Exercise prompt.
Across the whole listing, filter for the string "foliage" and copy every line that has it.

Information given.
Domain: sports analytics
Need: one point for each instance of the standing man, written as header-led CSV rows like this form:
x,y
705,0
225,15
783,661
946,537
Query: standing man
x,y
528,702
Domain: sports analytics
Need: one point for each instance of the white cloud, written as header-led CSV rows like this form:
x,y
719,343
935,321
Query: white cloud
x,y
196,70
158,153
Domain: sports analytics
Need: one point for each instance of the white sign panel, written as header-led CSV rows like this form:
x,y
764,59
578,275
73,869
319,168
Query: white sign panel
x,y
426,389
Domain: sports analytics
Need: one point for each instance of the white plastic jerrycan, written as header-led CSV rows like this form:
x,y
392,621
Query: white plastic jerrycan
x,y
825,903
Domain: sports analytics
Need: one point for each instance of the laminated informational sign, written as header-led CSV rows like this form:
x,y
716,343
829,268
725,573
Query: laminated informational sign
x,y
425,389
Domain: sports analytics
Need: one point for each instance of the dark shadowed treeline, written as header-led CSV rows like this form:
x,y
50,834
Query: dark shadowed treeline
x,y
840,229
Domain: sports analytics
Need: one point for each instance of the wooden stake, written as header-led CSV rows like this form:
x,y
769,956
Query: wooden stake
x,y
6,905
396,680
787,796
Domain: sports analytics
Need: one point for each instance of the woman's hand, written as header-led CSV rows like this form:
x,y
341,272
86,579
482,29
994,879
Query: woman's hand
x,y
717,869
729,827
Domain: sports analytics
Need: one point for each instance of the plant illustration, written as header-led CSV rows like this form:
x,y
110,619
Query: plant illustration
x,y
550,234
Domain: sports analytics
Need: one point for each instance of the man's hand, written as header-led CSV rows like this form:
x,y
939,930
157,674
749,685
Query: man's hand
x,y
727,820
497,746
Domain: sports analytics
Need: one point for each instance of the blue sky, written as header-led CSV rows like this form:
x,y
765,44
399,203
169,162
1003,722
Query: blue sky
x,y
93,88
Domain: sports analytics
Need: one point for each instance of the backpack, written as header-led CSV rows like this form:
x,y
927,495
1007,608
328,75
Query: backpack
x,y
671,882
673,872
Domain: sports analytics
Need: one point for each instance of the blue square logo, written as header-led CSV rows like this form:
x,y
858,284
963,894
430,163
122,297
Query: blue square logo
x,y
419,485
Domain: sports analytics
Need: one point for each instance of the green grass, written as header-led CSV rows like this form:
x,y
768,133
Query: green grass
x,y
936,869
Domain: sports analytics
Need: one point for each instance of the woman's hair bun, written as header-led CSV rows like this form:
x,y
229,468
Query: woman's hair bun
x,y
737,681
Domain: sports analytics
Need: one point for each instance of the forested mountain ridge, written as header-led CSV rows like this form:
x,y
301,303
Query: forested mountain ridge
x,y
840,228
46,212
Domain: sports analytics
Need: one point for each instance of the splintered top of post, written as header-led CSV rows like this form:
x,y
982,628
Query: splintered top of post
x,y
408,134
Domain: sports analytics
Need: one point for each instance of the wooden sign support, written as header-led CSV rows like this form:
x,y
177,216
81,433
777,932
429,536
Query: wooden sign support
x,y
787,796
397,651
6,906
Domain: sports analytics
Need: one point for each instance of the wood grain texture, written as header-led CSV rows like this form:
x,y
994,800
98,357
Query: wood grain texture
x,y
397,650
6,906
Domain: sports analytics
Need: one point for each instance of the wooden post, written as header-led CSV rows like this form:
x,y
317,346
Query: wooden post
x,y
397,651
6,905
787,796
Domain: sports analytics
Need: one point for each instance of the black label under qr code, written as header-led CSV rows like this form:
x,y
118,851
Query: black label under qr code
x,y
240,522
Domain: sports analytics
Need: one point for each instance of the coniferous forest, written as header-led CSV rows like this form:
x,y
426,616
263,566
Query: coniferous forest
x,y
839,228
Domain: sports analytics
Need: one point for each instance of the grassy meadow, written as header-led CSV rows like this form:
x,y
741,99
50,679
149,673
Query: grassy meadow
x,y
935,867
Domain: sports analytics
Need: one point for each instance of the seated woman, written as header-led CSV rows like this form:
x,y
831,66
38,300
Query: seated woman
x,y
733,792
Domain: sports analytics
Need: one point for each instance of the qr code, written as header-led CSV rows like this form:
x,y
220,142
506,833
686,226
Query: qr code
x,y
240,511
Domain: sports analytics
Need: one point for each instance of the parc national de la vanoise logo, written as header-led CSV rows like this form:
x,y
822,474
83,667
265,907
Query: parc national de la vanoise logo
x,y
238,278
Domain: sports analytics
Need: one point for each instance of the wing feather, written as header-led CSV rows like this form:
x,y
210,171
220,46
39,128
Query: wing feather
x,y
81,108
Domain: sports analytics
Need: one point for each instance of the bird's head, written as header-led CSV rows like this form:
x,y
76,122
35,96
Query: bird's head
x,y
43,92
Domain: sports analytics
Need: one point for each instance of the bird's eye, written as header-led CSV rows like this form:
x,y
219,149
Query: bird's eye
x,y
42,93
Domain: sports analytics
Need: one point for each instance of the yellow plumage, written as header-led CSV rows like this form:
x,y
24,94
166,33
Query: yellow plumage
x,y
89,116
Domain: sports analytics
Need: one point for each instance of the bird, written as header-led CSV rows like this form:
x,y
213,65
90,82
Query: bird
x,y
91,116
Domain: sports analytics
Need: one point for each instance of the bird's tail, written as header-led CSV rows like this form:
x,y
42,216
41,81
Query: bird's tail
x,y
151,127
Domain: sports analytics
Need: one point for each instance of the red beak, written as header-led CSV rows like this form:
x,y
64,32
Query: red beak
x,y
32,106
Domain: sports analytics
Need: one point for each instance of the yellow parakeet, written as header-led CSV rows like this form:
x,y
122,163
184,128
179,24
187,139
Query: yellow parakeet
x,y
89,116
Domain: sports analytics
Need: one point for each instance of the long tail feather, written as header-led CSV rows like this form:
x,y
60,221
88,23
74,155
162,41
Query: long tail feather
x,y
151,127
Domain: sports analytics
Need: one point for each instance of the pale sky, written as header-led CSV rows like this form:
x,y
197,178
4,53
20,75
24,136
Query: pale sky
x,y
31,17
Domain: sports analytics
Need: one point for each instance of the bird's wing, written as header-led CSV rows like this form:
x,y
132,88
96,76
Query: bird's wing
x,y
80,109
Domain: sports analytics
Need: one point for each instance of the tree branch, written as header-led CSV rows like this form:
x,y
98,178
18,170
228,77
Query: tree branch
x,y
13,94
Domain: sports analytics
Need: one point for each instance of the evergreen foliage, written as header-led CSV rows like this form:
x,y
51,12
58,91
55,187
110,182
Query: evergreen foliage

Reply to the exercise.
Need: one point for each instance of the evergreen foliage, written as header-led CSV rows like this form:
Query: evergreen foliage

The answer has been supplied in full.